_Do this:_ Please revise the lines below so that every "artwork" reads "painting" and nothing else changes.

►

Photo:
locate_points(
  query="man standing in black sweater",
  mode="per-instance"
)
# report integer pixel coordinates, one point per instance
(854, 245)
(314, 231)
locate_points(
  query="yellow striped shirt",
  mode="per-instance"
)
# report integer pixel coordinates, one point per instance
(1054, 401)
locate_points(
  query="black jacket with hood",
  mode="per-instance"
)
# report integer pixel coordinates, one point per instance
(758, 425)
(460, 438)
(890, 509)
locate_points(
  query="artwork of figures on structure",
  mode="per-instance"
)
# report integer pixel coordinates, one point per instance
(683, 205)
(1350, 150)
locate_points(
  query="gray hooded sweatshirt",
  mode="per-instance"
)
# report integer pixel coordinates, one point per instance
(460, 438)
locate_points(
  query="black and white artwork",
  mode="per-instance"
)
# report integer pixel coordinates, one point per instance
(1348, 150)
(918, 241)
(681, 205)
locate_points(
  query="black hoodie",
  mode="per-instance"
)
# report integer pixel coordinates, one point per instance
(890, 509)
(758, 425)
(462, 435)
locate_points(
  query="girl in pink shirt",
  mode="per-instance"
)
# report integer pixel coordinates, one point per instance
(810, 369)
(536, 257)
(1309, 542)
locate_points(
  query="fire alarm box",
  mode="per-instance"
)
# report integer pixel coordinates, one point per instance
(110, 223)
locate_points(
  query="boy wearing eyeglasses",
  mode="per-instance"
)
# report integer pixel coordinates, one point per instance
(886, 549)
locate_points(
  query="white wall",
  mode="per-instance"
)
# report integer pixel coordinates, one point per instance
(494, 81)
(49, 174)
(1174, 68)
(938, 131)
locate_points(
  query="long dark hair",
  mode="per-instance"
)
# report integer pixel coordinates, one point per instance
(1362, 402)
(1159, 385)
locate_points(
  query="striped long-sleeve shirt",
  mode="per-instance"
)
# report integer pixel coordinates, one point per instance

◄

_Complete answer:_
Photo:
locate_points(
  query="man standing in black sweater",
  mode="per-instance"
)
# report integer pixel coordinates, one point per instance
(854, 245)
(314, 231)
locate_points(
  query="yellow striped shirt",
  mode="per-instance"
)
# report integer pixel coordinates, one point per instance
(1054, 401)
locate_points(
  query="black jacket with hood",
  mode="per-instance"
)
# report integer pixel coordinates, one point per instance
(758, 425)
(460, 438)
(890, 509)
locate_points(
  query="painting of figures on structure",
  mode="per-instance"
)
# report integer pixel coordinates, one point per instance
(683, 205)
(1350, 150)
locate_points(
  query="gray hooded sweatshirt",
  mode="per-instance"
)
# report integer pixel coordinates, one point per instance
(460, 438)
locate_points(
  query="black and white painting",
  mode="per-instance"
)
# report integer pixel coordinates, one point per instance
(1348, 150)
(918, 241)
(681, 205)
locate_points(
  query="black hoodie",
  mode="per-instance"
)
# report integer pixel coordinates, one point per instance
(890, 509)
(758, 425)
(462, 435)
locate_points(
  query="girl in pink shirt",
  mode="per-instance"
)
# report integer pixel coordinates, one point per instance
(810, 369)
(536, 257)
(1309, 542)
locate_points(
  query="fire alarm box",
  mode="per-instance"
)
# report integer pixel coordinates, one point per instance
(110, 223)
locate_points(
  query="boy wearing eyeglasses",
  mode="per-instance"
)
# report integer pixel coordinates, one point per instance
(886, 549)
locate_points(
  query="white wall",
  mode="per-instance"
)
# report integer pixel coordinates, one point per instance
(494, 81)
(49, 174)
(1174, 68)
(938, 131)
locate_points(
  query="long dark hair",
  mode="per-instance"
)
# report integer pixel coordinates, one point per instance
(1362, 402)
(1159, 385)
locate_points(
  query="striped long-sleeve shirt",
  mode="per-instance"
)
# report integer pixel coordinates, one point per instance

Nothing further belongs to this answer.